=== SOURCE MATERIAL ===

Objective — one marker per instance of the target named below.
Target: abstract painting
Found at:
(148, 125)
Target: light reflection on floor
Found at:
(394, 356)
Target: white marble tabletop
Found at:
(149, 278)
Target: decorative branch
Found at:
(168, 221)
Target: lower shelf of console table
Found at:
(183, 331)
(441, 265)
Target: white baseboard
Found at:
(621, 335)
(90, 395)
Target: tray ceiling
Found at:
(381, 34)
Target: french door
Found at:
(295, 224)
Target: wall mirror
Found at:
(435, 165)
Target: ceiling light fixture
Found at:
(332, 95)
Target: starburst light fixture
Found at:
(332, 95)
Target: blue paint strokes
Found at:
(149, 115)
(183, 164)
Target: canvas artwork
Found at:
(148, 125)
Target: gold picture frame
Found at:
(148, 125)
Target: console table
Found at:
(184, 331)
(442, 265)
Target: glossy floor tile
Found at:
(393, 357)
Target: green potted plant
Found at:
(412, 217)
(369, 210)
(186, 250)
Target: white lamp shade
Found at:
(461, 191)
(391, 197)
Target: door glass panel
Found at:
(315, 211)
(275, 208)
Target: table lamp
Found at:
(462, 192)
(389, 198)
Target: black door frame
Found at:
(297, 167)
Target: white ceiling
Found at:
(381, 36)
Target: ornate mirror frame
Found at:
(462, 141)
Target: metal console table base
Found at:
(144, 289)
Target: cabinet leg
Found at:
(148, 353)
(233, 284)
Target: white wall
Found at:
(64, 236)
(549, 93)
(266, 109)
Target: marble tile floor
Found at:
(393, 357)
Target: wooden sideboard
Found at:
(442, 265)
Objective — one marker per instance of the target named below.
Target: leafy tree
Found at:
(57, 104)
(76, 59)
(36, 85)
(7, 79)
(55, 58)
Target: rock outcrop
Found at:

===

▶ _YOUR ASSIGNMENT_:
Scan the lines above for the word "wall". Return each one that has it.

▶ _WRITTEN SOLUTION_:
Target: wall mirror
Target: white wall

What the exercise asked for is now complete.